Your task is to repeat the listing exactly.

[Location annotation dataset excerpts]
———

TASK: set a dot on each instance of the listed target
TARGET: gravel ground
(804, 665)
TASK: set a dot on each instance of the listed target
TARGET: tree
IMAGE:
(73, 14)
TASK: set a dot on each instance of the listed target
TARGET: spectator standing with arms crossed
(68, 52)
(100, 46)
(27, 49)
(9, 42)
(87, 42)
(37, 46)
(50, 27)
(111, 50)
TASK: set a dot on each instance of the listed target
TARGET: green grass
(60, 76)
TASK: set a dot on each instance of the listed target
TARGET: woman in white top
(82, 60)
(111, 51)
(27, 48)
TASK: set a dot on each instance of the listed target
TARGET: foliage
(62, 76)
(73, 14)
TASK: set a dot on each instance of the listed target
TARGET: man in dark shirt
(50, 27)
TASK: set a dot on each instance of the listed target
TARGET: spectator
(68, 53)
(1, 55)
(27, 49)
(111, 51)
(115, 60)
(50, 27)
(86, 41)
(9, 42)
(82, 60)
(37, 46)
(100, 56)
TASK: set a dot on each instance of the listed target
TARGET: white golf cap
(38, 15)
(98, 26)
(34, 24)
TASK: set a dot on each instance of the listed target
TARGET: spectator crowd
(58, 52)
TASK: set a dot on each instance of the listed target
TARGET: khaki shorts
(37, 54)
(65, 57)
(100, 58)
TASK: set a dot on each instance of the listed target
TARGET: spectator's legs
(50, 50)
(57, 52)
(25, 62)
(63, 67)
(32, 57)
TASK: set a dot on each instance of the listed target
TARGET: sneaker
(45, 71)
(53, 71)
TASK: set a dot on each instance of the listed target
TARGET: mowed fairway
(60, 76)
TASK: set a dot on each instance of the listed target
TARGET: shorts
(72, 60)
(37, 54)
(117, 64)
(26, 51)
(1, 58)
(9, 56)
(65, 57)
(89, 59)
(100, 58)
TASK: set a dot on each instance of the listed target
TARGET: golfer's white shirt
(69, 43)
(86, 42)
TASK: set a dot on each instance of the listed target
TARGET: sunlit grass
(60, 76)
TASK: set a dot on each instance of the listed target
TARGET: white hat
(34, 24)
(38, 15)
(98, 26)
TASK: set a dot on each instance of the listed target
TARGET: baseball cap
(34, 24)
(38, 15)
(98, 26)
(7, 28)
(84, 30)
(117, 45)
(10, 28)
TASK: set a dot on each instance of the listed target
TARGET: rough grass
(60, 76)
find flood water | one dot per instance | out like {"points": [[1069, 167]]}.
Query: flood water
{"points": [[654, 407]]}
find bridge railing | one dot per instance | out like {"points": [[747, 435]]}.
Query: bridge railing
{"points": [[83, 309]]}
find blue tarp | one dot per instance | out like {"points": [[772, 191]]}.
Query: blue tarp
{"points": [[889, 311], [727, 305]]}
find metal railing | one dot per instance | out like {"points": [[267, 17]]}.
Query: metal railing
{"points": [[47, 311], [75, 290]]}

———

- [RESPONSE TO THE EXERCISE]:
TASK: set a dot on each instance of the listed target
TARGET: gravel ground
(804, 665)
TASK: set a dot on each instance of the listed target
TARGET: tree
IMAGE:
(73, 14)
TASK: set a dot on each instance of the listed target
TARGET: spectator standing with arms crossed
(68, 52)
(100, 46)
(27, 49)
(9, 42)
(87, 42)
(37, 46)
(50, 27)
(111, 50)
TASK: set a dot on each instance of the listed target
TARGET: green grass
(60, 76)
TASK: set a dot on each instance of the listed target
TARGET: woman in white top
(82, 60)
(111, 51)
(27, 48)
TASK: set a dot on each instance of the listed target
TARGET: foliage
(62, 76)
(73, 14)
TASK: set a dot on each instance of the listed target
TARGET: man in dark shirt
(50, 27)
TASK: set a dot on each instance of the listed target
TARGET: spectator
(68, 53)
(1, 55)
(27, 49)
(111, 51)
(115, 60)
(50, 27)
(86, 41)
(9, 42)
(82, 60)
(37, 46)
(100, 56)
TASK: set a dot on each instance of the listed target
TARGET: white golf cap
(38, 15)
(98, 26)
(34, 24)
TASK: set a dot on each instance of the listed target
TARGET: spectator crowd
(58, 52)
TASK: set a dot on each instance of the listed target
TARGET: khaki shorts
(37, 54)
(65, 57)
(100, 58)
TASK: set a dot on each instance of the listed target
TARGET: spectator's legs
(50, 50)
(57, 52)
(25, 62)
(63, 67)
(32, 57)
TASK: set a dot on each instance of the listed target
TARGET: sneaker
(45, 71)
(53, 71)
TASK: set a dot on each instance of the listed target
TARGET: mowed fairway
(60, 76)
TASK: set a dot on each instance of the listed target
TARGET: shorts
(72, 60)
(37, 54)
(117, 64)
(26, 51)
(1, 58)
(9, 56)
(65, 57)
(89, 59)
(100, 58)
TASK: set a dot on each instance of the listed target
TARGET: golfer's white shirt
(69, 43)
(86, 42)
TASK: set a dot on each instance of the listed target
TARGET: sunlit grass
(60, 76)
TASK: set a dot on each instance of the listed target
TARGET: white hat
(34, 24)
(38, 15)
(98, 26)
TASK: set a dot on each instance of the listed target
TARGET: baseball cap
(34, 24)
(38, 15)
(98, 26)
(7, 28)
(84, 30)
(117, 45)
(10, 28)
TASK: set a dot on each instance of the listed target
TARGET: rough grass
(60, 76)
find flood water | one dot per instance | out like {"points": [[1069, 167]]}.
Query: flood water
{"points": [[654, 407]]}
find bridge railing | one dot per instance | out like {"points": [[747, 435]]}.
Query: bridge railing
{"points": [[83, 309]]}
find blue tarp | one dot per instance | out like {"points": [[772, 191]]}.
Query: blue tarp
{"points": [[889, 311], [727, 305]]}
find metal railing | one dot per instance | out like {"points": [[267, 17]]}.
Query: metal railing
{"points": [[47, 311], [75, 290]]}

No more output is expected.